§ Tekst strony
§ §

Fingolimod jak najbardziej na TAK. Biorę już 4 lata i bez żadnego rzutu. Po pierwszym roku w rezonansie nawet wyszła regresja i zmniejszenie się zmian w OUN.
Dziekuję za filmik. Brakowało mi właśnie tego podziału na 1 i 2 linie. Jestem na Tecfiderze 2 rok i dopóki nie będzie nowych zmian w MRI i rzutów to zamierzam na niej zostać- to najlepszy lek z 1 linii. Czekam też na Kesimpte bo to kolejny lek z obiecującymi badaniami.
Ja też w ciągu ostatniego roku miałam szaloną aktywność choroby (5 rzutów, duży postęp niepełnosprawności), wcześniej Tecfidera dała mi ładne 4 lata bez rzutów (ale zawsze coś w rezonansie nowego), wcześniej interferony, rzuty, copaxone, rzuty... Teraz Mavenclad, czyli kladrybina w tabletkach. Na razie nie mam opinii, miałam dwa rzuty odkąd zaczęłam to leczenie, ale może jeszcze się nie rozkręciło działanie tego leku. Trzymam kciuki za nas wszystkich, żeby to leczenie dalej się tak ładnie rozwijało i zwiększała się jego dostępność.

§ §

§ Dane
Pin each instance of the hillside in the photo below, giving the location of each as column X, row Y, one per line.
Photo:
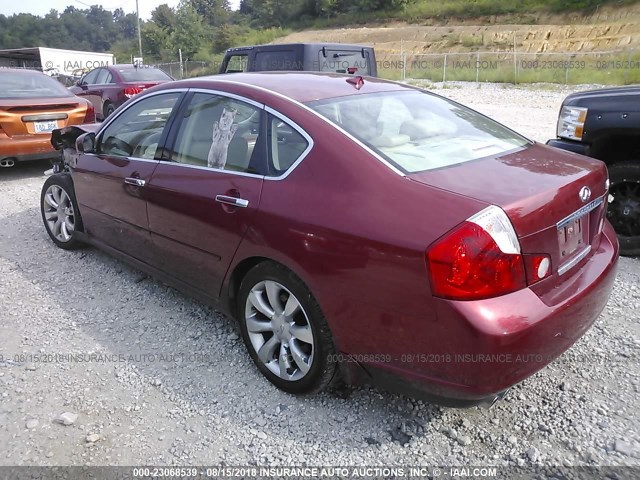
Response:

§ §

§ Zadania do wykonania
1. Przetłumacz na angielski zdanie z tekstu strony: "Biorę już 4 lata i bez żadnego rzutu."
2. Przytocz wiernie fragment tekstu strony. Zacznij od miejsca ze słowami "Ja też w ciągu", a zakończ po słowach "się jego dostępność.".

§ Odpowiedzi do ćwiczenia
1. I have been taking it for 4 years now without a single relapse.

2.
Ja też w ciągu ostatniego roku miałam szaloną aktywność choroby (5 rzutów, duży postęp niepełnosprawności), wcześniej Tecfidera dała mi ładne 4 lata bez rzutów (ale zawsze coś w rezonansie nowego), wcześniej interferony, rzuty, copaxone, rzuty... Teraz Mavenclad, czyli kladrybina w tabletkach. Na razie nie mam opinii, miałam dwa rzuty odkąd zaczęłam to leczenie, ale może jeszcze się nie rozkręciło działanie tego leku. Trzymam kciuki za nas wszystkich, żeby to leczenie dalej się tak ładnie rozwijało i zwiększała się jego dostępność.